But is it really that surprising?

According to Census numbers from 2009 (sorry I had to go there), 70.5 percent of all black women are single, and 42 percent are unmarried. Before you roll your eyes in disgust, this is not another ‘plight of the single, educated, black woman’ story. Instead, I’m posing a question: When all of your friends are single, does it affect your chances of finding love?

Hmmm….

It’s often said that birds of a feather flock together. Are my friends and I secretly sabotaging each other when it comes to relationships? The notion sounds a bit outlandish, but I can’t help but wonder. We all seem to deal with the same situations just in different parts of the world and with different types of men. Because of our similar relationship woes, our conversations with each other are usually the same. The advice we give each other…the same as well. Why? Because we speak of what we know, and judging by our circumstances, what we know and don’t know when it comes to relationships is quite similar.

In the past, most of my relationship advice came from this group of close friends, who, may I reiterate, are just as single as I am. The truth is that most of them haven’t been in committed relationships in years. In their defense, it’s often by choice. Some of them are extremely picky; others are the no-nonsense type of women who don’t accept the BS that sometimes comes with relationships. Then there are others who are so career-driven that they want a man but haven’t made dating a priority.

■ TASK 1 ■
Repeat the stretch from "In the past, most" through "dating a priority." in the passage on single friends and dating.

■ DATA FOR THIS TASK ■
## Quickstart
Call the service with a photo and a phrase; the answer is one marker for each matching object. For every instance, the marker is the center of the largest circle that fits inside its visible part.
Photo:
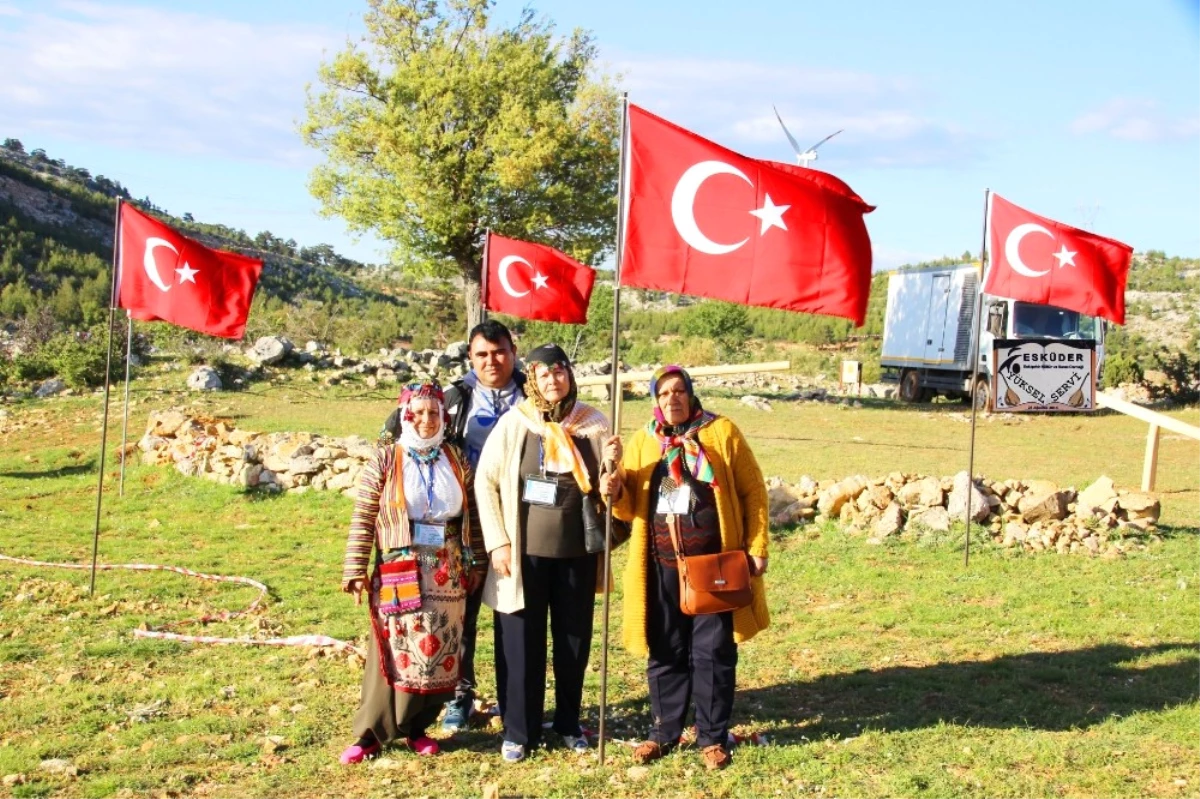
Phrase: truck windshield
(1050, 322)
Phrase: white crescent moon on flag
(1013, 246)
(508, 260)
(683, 211)
(153, 268)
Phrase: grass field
(887, 671)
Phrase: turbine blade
(787, 133)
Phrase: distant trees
(438, 127)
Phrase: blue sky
(1084, 112)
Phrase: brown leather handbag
(713, 583)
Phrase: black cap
(550, 355)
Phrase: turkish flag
(533, 281)
(1041, 260)
(162, 275)
(703, 220)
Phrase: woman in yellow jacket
(695, 466)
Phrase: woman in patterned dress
(415, 515)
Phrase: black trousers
(564, 590)
(693, 660)
(465, 694)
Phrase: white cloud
(163, 79)
(731, 101)
(1133, 119)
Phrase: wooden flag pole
(125, 424)
(615, 415)
(975, 373)
(108, 383)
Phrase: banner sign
(1043, 374)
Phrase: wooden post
(1150, 468)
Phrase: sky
(1086, 112)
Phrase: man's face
(492, 362)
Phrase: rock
(957, 506)
(1139, 506)
(59, 766)
(831, 500)
(931, 518)
(1043, 505)
(1093, 498)
(269, 350)
(925, 492)
(757, 403)
(889, 522)
(204, 378)
(49, 388)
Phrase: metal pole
(483, 289)
(125, 424)
(615, 414)
(975, 373)
(108, 382)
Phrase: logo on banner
(1044, 374)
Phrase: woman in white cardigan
(539, 467)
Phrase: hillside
(55, 250)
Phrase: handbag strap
(673, 526)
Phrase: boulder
(925, 492)
(1096, 497)
(957, 506)
(931, 518)
(1043, 505)
(204, 378)
(891, 521)
(269, 350)
(49, 388)
(1139, 506)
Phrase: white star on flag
(186, 274)
(772, 216)
(1065, 257)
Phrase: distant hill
(55, 252)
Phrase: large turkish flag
(703, 220)
(1041, 260)
(165, 275)
(533, 281)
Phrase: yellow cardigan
(741, 506)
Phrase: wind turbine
(803, 157)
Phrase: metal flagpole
(613, 412)
(483, 290)
(975, 372)
(108, 383)
(125, 424)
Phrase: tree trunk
(473, 296)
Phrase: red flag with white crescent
(162, 275)
(533, 281)
(1037, 259)
(711, 222)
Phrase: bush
(1122, 368)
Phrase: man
(473, 404)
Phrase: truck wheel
(983, 395)
(910, 386)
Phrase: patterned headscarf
(421, 449)
(681, 443)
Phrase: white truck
(931, 325)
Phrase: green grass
(887, 671)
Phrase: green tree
(438, 126)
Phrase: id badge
(540, 491)
(429, 534)
(675, 502)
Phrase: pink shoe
(425, 745)
(358, 752)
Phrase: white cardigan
(498, 498)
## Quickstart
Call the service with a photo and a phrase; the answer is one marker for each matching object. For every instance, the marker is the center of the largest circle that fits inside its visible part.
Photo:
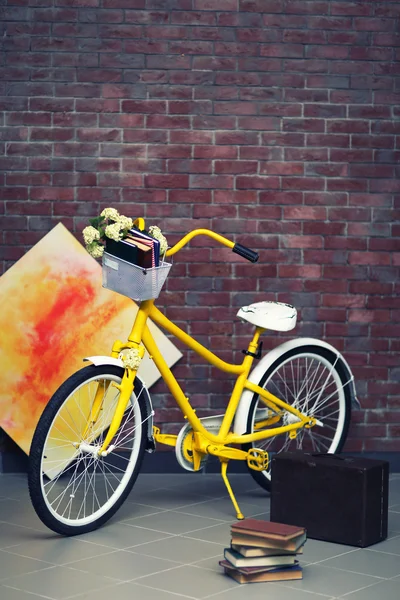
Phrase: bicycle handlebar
(237, 248)
(245, 252)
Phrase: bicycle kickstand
(224, 467)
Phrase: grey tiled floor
(165, 543)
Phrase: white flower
(125, 222)
(90, 234)
(113, 232)
(110, 213)
(131, 358)
(95, 250)
(155, 232)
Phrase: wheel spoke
(77, 486)
(311, 383)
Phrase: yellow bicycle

■ TASK 2 ■
Please reproduce the rows from the line containing "Phrase: white cardigan" through the end of the rows, keeping both ends and omitting the pictures.

■ COMPLETE ANSWER 1 ■
In the past, most of my relationship advice came from this group of close friends, who, may I reiterate, are just as single as I am. The truth is that most of them haven’t been in committed relationships in years. In their defense, it’s often by choice. Some of them are extremely picky; others are the no-nonsense type of women who don’t accept the BS that sometimes comes with relationships. Then there are others who are so career-driven that they want a man but haven’t made dating a priority.

■ COMPLETE ANSWER 2 ■
Phrase: white cardigan
(498, 498)
## Quickstart
Call the service with a photo and a phrase; the answer is one marker for each matching object. For every instance, the marker is the center of the largest circle that fits inside its visible part.
Photo:
Phrase: bicycle handlebar
(237, 248)
(245, 252)
Phrase: bicycle kickstand
(224, 467)
Phrase: grey tiled floor
(165, 543)
Phrase: white flower
(125, 222)
(90, 234)
(113, 232)
(110, 213)
(131, 358)
(95, 250)
(155, 232)
Phrase: wheel spoke
(77, 486)
(311, 383)
Phrase: yellow bicycle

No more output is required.